**Extract to read**
>>>

Dublin City Schools Superintendent Todd Hoadley committed to reviewing district practices in response to the federal pornography charges brought against former Scioto High School social-studies teacher Gregory Lee.
Hoadley spoke to several district staff members and parents who attended the school board meeting June 26 at the 1919 Building.
Hoadley said the district is committed to a “systematic review” of district policy.
“We are going to commit to this full review tonight,” he said.
Lee, 52, was charged with one count of producing child pornography and one count of possession, distribution and receipt of child pornography, according to a news release from the city of Dublin. His personnel file also includes several instances of alleged misconduct against students.
Hoadley said he first became aware of Lee’s history of misconduct with the district in April, when the district heard reports leading to Lee’s investigation.
“At the end, we demanded his resignation, even when there were no criminal charges,” he said.
According to his personnel file, Lee was placed on administrative leave April 13. He resigned May 25, district public-information officer Doug Baker said.
During past investigations of Lee’s alleged misconduct, the district partnered with state agencies, Hoadley said.
“Discipline was always congruent in every situation in the past,” he said.
State agencies also deemed Lee was eligible in 2015 to have his teaching license renewed, Hoadley said.
Although he didn’t give a specific timeline, Hoadley said the district would examine its policies and practices.
“We’re going to do a full review of all of our HR practices,” he said.
The meeting was the board’s first since the charges against Lee were brought, and board members heard from five residents who spoke about Lee’s charges.

<<<

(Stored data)
>>>

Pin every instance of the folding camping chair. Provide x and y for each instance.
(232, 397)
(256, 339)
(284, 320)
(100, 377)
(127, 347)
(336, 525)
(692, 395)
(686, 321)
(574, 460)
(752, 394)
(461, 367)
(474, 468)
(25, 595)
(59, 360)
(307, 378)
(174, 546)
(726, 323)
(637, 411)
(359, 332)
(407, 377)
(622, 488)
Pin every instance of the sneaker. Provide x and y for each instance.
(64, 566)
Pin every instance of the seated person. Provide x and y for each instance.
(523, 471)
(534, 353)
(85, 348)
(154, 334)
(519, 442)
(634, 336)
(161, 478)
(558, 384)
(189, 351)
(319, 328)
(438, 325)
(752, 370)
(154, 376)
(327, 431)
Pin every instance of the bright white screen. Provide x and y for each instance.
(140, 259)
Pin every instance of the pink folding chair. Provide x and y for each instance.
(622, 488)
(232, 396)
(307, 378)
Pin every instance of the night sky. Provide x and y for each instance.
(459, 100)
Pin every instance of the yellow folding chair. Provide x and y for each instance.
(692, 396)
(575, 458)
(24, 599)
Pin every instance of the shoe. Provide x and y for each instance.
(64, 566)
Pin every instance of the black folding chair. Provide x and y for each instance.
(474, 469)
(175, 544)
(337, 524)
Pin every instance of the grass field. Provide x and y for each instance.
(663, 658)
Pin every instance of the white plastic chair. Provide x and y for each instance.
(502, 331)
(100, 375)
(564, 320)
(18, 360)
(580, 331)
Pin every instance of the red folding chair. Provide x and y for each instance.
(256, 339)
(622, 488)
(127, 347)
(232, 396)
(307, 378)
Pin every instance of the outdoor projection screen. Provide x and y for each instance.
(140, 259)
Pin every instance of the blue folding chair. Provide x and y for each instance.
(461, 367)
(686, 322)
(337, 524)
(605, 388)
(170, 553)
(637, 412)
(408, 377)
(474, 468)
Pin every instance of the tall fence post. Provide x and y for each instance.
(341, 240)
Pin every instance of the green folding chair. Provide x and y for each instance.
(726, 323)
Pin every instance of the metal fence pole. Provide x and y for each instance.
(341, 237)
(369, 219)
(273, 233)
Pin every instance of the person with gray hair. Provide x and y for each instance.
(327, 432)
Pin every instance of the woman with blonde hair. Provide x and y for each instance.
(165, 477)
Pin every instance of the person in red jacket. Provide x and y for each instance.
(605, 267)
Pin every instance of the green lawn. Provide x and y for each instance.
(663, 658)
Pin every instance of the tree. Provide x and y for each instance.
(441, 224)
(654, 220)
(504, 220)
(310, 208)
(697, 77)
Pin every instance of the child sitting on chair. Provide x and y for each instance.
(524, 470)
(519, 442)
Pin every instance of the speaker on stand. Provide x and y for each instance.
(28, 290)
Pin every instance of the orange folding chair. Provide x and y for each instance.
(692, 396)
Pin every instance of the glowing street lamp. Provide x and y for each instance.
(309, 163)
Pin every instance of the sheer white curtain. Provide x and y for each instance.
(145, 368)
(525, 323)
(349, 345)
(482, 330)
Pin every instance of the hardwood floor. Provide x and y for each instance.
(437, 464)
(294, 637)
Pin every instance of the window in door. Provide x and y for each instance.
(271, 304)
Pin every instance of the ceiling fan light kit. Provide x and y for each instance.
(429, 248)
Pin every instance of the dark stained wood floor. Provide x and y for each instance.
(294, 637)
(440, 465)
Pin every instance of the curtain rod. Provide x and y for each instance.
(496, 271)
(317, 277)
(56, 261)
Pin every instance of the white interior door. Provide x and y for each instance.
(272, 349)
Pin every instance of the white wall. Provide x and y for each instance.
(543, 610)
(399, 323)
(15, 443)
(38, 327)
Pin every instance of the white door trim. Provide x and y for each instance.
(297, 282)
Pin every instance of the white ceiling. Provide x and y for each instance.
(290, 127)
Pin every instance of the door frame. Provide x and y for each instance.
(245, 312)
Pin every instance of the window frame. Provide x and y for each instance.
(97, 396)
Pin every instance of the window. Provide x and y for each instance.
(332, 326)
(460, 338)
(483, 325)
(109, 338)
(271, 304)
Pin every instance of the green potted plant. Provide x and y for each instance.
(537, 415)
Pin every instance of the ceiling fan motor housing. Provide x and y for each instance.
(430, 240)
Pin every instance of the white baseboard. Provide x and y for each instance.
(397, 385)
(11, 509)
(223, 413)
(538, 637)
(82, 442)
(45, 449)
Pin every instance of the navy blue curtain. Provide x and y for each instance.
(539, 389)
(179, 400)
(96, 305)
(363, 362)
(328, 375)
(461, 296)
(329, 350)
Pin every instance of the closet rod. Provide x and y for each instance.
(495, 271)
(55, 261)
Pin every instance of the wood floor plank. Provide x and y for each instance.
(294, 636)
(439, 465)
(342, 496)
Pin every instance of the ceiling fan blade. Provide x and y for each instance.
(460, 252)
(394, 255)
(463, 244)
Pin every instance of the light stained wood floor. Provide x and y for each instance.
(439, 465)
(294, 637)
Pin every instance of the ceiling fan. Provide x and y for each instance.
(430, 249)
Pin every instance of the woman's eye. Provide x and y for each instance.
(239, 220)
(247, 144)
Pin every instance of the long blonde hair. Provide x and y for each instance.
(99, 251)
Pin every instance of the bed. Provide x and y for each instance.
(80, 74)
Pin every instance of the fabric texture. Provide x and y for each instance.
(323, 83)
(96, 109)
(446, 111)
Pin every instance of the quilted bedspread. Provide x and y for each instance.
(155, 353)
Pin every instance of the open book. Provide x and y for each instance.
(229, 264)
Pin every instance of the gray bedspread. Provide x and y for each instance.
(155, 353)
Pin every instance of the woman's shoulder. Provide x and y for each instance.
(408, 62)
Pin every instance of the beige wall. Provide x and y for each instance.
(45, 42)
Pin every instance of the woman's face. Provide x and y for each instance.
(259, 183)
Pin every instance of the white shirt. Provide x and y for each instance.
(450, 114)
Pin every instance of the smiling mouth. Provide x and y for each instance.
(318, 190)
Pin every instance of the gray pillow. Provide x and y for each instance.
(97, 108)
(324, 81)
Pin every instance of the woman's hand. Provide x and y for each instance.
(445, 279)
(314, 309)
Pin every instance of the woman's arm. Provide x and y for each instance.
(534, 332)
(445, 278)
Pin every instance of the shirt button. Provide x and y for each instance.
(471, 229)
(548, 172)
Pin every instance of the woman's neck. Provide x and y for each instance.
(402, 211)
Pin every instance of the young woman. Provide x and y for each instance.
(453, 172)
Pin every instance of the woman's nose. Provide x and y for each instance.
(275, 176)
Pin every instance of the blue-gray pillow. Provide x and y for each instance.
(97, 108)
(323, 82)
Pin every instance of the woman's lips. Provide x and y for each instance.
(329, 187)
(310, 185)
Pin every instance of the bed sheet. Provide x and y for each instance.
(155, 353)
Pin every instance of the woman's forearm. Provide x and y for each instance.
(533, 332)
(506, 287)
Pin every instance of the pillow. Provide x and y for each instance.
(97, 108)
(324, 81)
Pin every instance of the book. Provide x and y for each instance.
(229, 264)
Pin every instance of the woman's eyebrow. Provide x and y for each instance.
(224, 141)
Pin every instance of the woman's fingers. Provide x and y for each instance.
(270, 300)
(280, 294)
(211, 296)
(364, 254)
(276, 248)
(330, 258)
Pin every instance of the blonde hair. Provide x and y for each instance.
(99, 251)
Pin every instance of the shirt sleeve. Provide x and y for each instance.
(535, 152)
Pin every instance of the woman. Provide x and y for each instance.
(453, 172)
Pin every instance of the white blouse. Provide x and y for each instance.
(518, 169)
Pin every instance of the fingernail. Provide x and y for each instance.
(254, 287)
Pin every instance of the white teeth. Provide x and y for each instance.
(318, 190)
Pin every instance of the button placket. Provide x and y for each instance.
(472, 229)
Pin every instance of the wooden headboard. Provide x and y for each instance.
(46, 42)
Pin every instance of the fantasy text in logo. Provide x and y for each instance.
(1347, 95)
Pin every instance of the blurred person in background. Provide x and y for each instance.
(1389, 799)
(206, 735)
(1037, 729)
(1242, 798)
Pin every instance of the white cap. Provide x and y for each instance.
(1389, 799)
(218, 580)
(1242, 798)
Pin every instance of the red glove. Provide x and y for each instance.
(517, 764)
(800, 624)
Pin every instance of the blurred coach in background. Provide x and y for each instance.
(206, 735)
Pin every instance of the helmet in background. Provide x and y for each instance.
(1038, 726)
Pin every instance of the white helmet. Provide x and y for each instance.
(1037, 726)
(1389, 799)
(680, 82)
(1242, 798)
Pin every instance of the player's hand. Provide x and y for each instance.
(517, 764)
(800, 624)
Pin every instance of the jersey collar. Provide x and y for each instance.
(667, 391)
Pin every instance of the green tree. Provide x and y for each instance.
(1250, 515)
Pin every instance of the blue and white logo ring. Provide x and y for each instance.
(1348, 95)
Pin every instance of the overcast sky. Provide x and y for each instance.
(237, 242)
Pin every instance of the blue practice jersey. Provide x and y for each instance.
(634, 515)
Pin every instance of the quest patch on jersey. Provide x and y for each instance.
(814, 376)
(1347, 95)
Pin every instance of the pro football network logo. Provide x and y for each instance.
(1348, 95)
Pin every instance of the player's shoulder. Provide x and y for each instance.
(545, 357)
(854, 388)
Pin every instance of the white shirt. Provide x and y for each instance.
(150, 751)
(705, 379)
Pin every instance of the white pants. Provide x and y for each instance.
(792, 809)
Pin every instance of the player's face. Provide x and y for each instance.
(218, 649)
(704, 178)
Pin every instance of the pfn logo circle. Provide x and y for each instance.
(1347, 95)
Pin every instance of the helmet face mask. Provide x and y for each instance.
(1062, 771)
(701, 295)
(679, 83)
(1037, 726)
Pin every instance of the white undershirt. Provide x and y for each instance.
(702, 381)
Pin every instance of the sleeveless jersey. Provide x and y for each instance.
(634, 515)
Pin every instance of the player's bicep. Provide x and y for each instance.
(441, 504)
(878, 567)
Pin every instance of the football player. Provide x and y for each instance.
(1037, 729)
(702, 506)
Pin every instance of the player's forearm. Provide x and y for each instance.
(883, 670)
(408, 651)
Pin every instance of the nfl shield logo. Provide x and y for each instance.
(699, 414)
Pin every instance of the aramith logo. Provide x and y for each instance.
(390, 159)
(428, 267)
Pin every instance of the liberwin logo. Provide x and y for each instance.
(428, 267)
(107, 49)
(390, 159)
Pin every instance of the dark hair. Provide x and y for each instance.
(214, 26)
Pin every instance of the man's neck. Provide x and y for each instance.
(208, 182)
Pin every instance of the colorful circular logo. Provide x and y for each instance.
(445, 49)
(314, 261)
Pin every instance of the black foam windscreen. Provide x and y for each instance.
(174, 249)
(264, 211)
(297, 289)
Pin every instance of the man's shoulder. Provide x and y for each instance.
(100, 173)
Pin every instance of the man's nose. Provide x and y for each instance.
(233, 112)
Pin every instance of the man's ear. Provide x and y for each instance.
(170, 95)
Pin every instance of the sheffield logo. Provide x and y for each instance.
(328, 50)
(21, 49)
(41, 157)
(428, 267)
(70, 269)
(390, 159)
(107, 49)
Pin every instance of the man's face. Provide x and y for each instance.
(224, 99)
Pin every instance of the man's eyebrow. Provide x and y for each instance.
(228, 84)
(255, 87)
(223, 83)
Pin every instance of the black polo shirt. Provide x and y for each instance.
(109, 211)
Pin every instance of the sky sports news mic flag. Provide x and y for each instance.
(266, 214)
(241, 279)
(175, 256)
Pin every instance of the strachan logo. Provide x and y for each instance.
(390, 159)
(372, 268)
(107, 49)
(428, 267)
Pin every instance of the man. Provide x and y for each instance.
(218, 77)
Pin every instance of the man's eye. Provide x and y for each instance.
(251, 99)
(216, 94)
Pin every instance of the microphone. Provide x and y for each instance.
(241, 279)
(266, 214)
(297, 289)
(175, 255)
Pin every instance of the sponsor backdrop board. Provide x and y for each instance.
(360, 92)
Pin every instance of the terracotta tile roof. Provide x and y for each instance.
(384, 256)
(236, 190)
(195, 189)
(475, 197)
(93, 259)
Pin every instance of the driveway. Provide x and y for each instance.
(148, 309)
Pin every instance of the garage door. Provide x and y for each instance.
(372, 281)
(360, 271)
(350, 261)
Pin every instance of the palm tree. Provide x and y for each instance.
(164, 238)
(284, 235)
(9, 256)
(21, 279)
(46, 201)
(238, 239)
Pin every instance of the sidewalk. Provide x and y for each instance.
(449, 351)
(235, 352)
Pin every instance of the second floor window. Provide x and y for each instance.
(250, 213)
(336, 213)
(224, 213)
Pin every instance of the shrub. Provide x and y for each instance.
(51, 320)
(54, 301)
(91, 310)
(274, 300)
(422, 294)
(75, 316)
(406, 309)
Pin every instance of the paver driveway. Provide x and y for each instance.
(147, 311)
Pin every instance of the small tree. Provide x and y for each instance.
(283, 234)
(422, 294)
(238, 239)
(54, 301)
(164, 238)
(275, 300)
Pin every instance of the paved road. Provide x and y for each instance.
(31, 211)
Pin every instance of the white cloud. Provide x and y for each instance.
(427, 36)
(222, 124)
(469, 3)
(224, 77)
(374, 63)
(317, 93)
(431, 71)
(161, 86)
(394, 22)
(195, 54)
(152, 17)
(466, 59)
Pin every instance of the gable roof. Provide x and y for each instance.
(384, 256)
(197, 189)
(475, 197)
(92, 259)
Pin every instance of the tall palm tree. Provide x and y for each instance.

<<<

**Written problem 1**
List every date or year mentioned in the article on the Dublin City Schools review, in the order they appear.
**Written problem 2**
From the article on the Dublin City Schools review, output the passage that begins with the words containing "During past investigations" and ends with "about Lee’s charges.".
**Written problem 3**
Answer these questions using the article on the Dublin City Schools review:
(a) How old is Lee?
(b) In which building was the June 26 school board meeting held?
(c) How many residents spoke to the board about Lee's charges?

**Exercise response 1**
June 26
April
April 13
May 25
2015

**Exercise response 2**
During past investigations of Lee’s alleged misconduct, the district partnered with state agencies, Hoadley said.
“Discipline was always congruent in every situation in the past,” he said.
State agencies also deemed Lee was eligible in 2015 to have his teaching license renewed, Hoadley said.
Although he didn’t give a specific timeline, Hoadley said the district would examine its policies and practices.
“We’re going to do a full review of all of our HR practices,” he said.
The meeting was the board’s first since the charges against Lee were brought, and board members heard from five residents who spoke about Lee’s charges.

**Exercise response 3**
(a) 52
(b) The 1919 Building
(c) Five